| Task goal |
Locate every line in the material below that contains the word "distant" and copy each such line in full.
[Start Given data]
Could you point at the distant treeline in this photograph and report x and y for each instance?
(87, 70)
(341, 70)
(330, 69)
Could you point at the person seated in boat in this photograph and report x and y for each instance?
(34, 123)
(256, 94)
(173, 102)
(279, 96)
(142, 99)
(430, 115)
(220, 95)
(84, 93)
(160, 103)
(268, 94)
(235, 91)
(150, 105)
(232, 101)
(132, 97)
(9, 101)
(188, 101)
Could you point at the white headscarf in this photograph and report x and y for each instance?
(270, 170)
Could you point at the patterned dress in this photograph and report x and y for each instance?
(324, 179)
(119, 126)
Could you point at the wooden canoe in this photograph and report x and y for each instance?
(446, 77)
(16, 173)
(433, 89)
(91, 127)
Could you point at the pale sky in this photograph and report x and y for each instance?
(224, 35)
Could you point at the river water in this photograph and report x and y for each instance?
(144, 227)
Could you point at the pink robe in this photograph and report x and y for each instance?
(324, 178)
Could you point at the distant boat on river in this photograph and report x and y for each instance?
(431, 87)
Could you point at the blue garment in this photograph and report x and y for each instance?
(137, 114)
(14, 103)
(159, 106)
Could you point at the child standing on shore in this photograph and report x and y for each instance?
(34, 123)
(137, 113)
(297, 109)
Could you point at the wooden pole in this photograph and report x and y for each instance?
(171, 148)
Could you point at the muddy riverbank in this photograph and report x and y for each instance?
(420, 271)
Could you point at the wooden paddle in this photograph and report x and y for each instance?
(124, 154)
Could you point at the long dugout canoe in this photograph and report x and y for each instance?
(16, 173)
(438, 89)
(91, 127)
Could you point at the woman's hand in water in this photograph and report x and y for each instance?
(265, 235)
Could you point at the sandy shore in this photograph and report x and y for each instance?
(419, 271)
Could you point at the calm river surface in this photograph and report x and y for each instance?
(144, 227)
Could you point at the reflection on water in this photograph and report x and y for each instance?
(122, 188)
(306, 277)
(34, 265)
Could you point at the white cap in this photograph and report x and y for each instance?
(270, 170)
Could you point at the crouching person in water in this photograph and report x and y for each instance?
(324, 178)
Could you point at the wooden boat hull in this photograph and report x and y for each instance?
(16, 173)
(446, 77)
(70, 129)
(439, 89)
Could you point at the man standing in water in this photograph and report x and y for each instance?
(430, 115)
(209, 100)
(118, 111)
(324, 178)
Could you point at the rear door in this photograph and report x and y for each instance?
[End Given data]
[Start Given data]
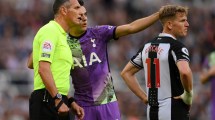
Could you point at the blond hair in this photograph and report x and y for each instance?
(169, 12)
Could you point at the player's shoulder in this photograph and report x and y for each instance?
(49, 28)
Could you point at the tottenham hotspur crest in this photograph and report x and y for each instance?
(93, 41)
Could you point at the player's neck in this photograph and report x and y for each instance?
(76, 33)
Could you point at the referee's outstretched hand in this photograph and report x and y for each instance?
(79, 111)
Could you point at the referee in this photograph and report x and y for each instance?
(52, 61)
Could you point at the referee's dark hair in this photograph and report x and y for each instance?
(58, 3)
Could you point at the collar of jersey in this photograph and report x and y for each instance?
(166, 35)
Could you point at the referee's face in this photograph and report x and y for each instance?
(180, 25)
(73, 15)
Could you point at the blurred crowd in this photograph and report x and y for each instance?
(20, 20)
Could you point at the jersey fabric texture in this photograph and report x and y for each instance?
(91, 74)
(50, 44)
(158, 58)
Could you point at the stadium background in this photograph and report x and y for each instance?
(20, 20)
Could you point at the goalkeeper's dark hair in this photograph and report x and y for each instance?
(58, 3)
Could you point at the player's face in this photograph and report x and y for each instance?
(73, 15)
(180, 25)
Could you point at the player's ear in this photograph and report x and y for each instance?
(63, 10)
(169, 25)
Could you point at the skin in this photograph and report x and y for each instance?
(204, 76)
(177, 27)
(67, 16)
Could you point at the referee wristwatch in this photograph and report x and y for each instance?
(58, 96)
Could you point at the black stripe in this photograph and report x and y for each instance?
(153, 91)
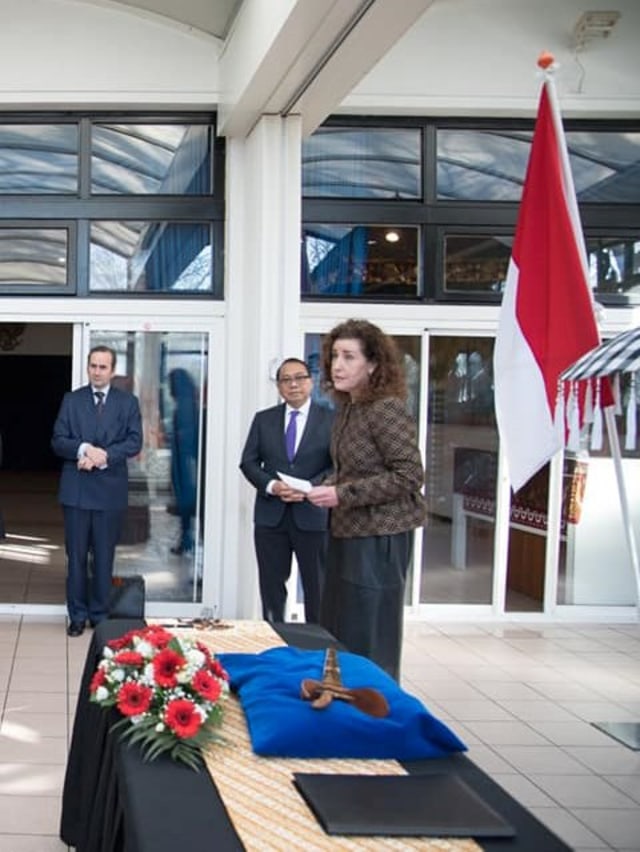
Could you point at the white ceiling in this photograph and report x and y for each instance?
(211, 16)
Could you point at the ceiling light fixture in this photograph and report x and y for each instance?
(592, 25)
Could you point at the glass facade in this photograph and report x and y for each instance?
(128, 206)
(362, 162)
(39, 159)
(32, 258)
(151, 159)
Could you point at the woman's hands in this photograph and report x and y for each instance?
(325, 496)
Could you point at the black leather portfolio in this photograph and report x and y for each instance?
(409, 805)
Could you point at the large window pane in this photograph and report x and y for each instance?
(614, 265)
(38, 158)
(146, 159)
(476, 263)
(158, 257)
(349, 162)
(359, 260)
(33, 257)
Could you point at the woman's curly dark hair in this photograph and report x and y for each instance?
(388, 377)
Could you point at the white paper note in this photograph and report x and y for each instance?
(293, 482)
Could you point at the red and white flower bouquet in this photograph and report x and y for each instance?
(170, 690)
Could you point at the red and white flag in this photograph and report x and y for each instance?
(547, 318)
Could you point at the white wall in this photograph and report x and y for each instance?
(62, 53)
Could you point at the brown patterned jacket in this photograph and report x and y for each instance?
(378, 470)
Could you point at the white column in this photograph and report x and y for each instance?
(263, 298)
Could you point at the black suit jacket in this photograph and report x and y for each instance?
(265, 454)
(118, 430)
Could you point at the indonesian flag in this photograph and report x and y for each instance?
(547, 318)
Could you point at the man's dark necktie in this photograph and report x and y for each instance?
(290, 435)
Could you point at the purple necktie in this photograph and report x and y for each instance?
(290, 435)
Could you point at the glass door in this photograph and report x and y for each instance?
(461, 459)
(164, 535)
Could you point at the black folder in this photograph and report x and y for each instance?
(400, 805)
[End Given data]
| Answer to this task |
Could you point at the distant treeline in this photograph and report x and y for each instance?
Could you point at the distant boat on river in this photograph and report x and y for each instance?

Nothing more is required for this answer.